» **Challenge**
Could you render the rows below as a numbered list, from the very first line through the line containing "point(364, 266)", skipping any blank lines and omitting the pictures?

• • • •

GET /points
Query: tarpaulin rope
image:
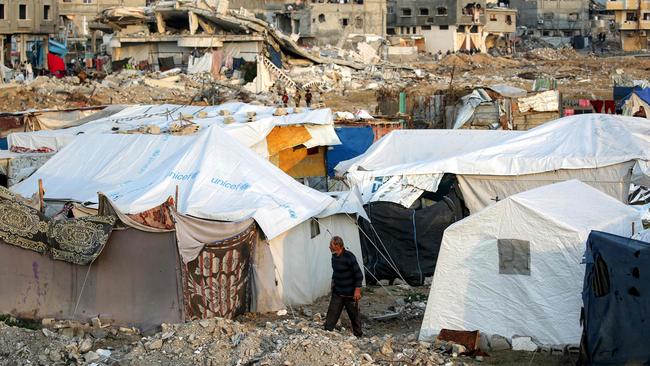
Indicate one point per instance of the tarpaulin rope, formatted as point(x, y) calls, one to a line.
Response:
point(415, 241)
point(364, 266)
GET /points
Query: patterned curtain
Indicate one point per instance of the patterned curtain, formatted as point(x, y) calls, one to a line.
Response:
point(217, 282)
point(79, 241)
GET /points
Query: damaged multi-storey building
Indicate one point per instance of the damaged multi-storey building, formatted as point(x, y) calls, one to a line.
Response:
point(77, 18)
point(554, 18)
point(26, 23)
point(633, 23)
point(452, 26)
point(327, 22)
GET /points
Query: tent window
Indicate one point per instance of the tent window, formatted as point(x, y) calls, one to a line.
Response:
point(22, 11)
point(315, 228)
point(514, 256)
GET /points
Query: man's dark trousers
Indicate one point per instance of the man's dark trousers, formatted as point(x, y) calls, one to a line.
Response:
point(337, 303)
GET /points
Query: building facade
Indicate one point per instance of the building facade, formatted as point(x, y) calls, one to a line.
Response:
point(25, 21)
point(448, 25)
point(329, 22)
point(78, 14)
point(553, 18)
point(633, 22)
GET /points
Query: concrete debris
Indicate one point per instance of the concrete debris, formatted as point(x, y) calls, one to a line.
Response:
point(524, 344)
point(499, 343)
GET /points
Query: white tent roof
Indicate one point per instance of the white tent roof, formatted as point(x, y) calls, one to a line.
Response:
point(581, 141)
point(319, 123)
point(468, 290)
point(217, 177)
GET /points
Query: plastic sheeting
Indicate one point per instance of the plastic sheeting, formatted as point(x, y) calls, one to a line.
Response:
point(468, 104)
point(406, 239)
point(468, 290)
point(134, 117)
point(354, 142)
point(217, 178)
point(576, 142)
point(480, 191)
point(616, 302)
point(303, 259)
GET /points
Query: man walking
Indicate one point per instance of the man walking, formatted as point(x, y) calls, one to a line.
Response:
point(346, 287)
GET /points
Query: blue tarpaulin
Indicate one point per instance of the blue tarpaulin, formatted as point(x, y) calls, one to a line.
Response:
point(644, 94)
point(275, 57)
point(616, 297)
point(354, 142)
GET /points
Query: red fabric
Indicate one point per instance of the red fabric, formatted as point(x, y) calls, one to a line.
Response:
point(56, 65)
point(598, 105)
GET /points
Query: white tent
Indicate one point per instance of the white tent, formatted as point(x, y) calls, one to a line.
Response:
point(515, 267)
point(599, 149)
point(233, 117)
point(217, 178)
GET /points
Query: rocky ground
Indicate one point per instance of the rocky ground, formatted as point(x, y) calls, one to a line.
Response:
point(296, 338)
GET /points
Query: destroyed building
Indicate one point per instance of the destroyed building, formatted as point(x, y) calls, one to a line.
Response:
point(77, 17)
point(26, 21)
point(329, 21)
point(552, 18)
point(450, 25)
point(633, 23)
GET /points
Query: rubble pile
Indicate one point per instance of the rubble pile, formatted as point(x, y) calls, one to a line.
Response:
point(125, 87)
point(551, 54)
point(297, 341)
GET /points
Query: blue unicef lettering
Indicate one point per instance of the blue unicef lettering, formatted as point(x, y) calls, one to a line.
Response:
point(292, 213)
point(183, 177)
point(239, 187)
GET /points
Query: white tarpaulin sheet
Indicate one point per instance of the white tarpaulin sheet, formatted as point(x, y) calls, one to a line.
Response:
point(303, 260)
point(533, 288)
point(217, 177)
point(131, 118)
point(548, 101)
point(576, 142)
point(468, 104)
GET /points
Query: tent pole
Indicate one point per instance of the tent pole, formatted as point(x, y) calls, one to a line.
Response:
point(41, 193)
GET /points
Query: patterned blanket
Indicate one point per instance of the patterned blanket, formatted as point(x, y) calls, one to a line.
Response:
point(217, 282)
point(79, 241)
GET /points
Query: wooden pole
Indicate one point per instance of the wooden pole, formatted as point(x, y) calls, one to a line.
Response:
point(41, 194)
point(46, 50)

• • • •

» **Correct answer**
1. GET /points
2. Query: tarpaulin rope
3. image:
4. Indicate one point per instance of the tarpaulin rope, formatted as point(x, y) calls, one to a line.
5. Response:
6. point(415, 241)
7. point(364, 266)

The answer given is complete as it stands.